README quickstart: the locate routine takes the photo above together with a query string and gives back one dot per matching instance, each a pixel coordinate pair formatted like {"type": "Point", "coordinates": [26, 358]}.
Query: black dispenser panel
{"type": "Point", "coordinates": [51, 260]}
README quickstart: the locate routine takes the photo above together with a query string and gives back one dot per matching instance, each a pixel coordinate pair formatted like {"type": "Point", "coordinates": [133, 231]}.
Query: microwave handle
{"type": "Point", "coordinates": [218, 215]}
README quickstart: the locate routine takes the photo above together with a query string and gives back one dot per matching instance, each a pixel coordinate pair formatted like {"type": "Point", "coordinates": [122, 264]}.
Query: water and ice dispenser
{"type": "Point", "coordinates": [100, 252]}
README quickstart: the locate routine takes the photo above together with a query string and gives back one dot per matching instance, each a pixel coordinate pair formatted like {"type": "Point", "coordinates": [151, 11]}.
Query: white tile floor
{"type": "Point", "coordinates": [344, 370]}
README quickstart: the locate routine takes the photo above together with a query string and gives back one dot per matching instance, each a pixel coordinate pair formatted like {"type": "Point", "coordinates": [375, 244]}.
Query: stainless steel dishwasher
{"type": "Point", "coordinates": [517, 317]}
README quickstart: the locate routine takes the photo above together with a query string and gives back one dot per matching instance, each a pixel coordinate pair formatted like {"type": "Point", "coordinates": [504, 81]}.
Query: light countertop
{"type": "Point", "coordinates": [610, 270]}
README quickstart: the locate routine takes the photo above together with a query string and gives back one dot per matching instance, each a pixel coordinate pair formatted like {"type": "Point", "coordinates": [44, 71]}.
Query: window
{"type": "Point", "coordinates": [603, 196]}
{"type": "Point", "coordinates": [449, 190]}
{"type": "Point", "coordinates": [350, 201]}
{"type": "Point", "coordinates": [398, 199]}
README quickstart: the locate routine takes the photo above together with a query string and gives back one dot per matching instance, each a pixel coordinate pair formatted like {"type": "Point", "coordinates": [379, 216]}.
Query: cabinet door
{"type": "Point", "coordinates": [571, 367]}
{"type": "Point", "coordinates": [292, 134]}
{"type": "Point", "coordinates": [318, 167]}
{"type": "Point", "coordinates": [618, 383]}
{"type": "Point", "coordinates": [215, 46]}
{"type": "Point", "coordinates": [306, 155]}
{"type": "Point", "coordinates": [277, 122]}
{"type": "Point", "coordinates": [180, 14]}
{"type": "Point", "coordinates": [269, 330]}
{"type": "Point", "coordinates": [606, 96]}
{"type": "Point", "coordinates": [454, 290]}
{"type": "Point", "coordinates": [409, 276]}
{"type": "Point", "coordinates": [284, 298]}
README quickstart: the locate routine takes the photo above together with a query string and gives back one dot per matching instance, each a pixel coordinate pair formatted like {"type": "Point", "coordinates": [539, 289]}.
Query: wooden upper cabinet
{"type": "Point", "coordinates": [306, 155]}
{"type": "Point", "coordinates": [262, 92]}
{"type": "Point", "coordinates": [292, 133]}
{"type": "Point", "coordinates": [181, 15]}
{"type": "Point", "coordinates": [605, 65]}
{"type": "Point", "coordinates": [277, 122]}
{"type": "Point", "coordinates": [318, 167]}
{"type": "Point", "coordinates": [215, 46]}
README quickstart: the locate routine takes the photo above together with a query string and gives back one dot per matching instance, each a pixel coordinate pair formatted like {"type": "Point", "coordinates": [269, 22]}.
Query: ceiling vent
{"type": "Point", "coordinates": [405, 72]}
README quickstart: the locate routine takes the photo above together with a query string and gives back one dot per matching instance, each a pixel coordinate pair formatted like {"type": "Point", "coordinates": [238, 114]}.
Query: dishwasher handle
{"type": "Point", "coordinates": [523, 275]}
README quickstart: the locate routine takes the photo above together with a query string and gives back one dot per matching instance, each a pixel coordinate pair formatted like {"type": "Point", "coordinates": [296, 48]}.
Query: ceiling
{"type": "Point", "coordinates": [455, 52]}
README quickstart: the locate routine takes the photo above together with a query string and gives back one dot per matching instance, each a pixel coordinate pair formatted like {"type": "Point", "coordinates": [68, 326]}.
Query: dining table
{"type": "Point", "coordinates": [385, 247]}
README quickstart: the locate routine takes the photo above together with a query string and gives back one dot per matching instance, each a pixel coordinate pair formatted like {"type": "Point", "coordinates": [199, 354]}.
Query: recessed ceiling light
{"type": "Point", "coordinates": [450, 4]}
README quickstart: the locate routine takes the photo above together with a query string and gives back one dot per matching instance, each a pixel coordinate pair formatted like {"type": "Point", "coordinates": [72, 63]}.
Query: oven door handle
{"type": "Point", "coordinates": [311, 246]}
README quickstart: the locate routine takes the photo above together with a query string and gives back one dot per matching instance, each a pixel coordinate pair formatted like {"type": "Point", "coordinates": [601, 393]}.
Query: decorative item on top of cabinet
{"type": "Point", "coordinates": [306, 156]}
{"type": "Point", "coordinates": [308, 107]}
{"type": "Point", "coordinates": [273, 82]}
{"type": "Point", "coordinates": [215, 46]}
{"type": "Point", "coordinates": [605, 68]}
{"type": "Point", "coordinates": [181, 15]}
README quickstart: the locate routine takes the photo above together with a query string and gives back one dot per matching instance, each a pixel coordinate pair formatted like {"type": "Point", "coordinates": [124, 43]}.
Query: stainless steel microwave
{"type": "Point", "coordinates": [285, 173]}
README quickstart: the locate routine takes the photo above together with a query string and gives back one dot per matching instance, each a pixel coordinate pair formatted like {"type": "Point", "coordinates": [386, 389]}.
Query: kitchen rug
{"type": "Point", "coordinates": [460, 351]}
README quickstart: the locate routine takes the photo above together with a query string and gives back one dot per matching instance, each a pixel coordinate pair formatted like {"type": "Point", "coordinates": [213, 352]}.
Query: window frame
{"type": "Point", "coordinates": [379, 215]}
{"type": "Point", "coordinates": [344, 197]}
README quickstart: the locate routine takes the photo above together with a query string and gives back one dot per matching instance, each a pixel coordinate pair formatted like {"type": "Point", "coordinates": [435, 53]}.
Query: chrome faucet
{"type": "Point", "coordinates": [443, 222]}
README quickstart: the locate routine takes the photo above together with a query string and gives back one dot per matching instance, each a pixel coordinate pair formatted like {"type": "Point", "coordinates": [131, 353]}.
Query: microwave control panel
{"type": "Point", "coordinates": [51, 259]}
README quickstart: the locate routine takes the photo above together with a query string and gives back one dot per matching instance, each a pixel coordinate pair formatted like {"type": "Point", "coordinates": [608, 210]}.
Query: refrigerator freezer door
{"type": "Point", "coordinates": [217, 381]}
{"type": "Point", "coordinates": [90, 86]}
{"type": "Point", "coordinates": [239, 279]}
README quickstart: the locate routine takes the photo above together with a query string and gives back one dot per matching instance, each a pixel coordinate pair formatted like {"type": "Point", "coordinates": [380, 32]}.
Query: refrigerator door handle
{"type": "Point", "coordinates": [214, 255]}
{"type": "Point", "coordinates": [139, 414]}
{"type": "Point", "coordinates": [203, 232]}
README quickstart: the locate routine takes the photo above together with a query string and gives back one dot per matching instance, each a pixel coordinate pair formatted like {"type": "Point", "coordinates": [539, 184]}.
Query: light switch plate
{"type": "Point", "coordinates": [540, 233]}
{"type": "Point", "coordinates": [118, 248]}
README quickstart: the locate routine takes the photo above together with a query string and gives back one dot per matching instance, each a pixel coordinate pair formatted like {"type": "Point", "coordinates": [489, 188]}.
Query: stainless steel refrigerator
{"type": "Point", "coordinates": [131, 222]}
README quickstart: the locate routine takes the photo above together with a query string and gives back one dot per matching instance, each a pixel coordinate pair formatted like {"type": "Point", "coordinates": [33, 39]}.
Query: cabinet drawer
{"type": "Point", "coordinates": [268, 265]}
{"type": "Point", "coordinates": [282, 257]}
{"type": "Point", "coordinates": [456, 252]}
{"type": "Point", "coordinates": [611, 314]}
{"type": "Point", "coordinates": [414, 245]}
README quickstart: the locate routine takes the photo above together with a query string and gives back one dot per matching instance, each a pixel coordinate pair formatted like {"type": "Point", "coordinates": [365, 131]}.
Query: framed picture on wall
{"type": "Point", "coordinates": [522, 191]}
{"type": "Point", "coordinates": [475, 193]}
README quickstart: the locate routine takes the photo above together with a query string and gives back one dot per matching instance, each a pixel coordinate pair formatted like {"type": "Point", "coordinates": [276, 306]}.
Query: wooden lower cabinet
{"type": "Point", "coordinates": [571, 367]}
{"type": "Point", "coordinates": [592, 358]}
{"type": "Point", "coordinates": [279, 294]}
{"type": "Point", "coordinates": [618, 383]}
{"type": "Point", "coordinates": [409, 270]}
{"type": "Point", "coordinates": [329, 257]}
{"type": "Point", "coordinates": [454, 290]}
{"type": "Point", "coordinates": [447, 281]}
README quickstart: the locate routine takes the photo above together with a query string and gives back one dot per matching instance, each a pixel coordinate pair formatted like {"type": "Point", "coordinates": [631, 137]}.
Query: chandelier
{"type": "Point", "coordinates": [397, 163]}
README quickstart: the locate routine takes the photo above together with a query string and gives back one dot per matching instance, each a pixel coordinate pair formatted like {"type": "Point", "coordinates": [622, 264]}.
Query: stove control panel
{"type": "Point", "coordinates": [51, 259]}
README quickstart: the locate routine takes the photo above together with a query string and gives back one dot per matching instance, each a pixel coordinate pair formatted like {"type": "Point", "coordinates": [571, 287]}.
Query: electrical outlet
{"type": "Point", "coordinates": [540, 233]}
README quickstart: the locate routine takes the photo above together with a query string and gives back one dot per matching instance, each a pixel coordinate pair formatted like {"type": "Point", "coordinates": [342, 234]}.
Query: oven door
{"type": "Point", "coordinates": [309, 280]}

******************************

▶ WORK REQUIRED: Show each line of the rows above that contains the word "dispenser". Case counts.

▶ EXPECTED ANSWER:
Query: black dispenser panel
Query: water and ice dispenser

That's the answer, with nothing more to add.